The total regional expenditure on housing and economic development exceeded $354 million. The City of Minneapolis spent by far the most, with expenditures of $121 million, more than the next four highest cities combined. Being the largest, and one of the oldest cities in the region, this seems to make sense. Along with Minneapolis, the top five in absolute expenditures included St. Paul, Bloomington, Brooklyn Park, and Roseville. All of these cities are large in terms of population, making high levels of expenditure understandable. However, a large population did not entirely predict high levels of expenditure. Notably, St. Louis Park and Richfield recorded the 6th and 7th highest absolute expenditures, but were 17th and 23rd largest in population. Because of the substantial variation in the population among the cities and towns considered, I examined expenditure using two additional measures. The first was spending as a percent of total expenditure and the second was spending per capita. In six cities in the region, expenditures on housing and economic development exceeded 20% of total 2009 expenditures. In the City of Roseville, expenditures on housing and economic development accounted for more than 27% of all city expenditures. A calculation of spending per capita revealed incredible variation from city to city. The highest spent over $300 per person, and the lowest spent $0.
+===+
■ Objective
Using the passage above on city spending for housing and economic development, answer these questions:
1. How much did the City of Minneapolis spend?
2. Which two cities recorded the 6th and 7th highest absolute expenditures?
3. What share of all city expenditures in Roseville went to housing and economic development?

■ Record extracts
+===+
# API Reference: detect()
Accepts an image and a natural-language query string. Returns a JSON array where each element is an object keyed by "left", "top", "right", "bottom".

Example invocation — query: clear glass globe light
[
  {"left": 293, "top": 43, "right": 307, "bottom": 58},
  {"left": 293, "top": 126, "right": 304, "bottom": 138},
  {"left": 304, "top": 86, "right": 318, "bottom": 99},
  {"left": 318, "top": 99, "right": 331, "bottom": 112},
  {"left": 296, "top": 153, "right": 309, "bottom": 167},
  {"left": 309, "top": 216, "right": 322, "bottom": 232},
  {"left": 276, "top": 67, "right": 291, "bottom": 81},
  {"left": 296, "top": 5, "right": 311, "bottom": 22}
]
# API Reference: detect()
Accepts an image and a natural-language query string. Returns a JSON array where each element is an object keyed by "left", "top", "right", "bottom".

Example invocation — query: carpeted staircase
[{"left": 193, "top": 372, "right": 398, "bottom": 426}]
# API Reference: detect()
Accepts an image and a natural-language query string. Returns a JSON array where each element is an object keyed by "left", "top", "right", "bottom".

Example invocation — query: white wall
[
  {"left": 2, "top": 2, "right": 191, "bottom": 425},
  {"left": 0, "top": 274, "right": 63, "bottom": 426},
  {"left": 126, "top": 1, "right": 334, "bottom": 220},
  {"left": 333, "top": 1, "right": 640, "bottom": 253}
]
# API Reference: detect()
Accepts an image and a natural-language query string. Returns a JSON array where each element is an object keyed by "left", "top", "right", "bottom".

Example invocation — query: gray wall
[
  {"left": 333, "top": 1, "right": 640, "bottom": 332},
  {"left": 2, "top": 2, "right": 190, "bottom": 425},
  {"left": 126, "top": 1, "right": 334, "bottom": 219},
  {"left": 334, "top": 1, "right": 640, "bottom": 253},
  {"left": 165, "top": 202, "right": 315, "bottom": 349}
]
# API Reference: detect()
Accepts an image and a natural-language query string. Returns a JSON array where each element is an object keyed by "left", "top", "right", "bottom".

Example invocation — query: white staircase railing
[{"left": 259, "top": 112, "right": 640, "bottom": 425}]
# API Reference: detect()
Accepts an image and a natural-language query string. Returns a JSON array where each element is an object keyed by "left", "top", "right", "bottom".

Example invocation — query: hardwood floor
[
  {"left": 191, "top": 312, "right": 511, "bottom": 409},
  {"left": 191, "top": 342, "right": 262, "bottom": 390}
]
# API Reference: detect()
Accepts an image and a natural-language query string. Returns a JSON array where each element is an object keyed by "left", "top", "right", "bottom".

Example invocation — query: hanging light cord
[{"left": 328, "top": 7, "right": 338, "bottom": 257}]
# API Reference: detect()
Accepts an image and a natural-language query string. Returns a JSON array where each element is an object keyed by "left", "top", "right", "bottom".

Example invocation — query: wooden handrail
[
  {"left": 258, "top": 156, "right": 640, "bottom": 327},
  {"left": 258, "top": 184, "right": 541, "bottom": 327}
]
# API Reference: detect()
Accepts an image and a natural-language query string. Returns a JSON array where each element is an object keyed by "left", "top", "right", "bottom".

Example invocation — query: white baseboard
+===+
■ Written solution
1. $121 million
2. St. Louis Park and Richfield
3. More than 27%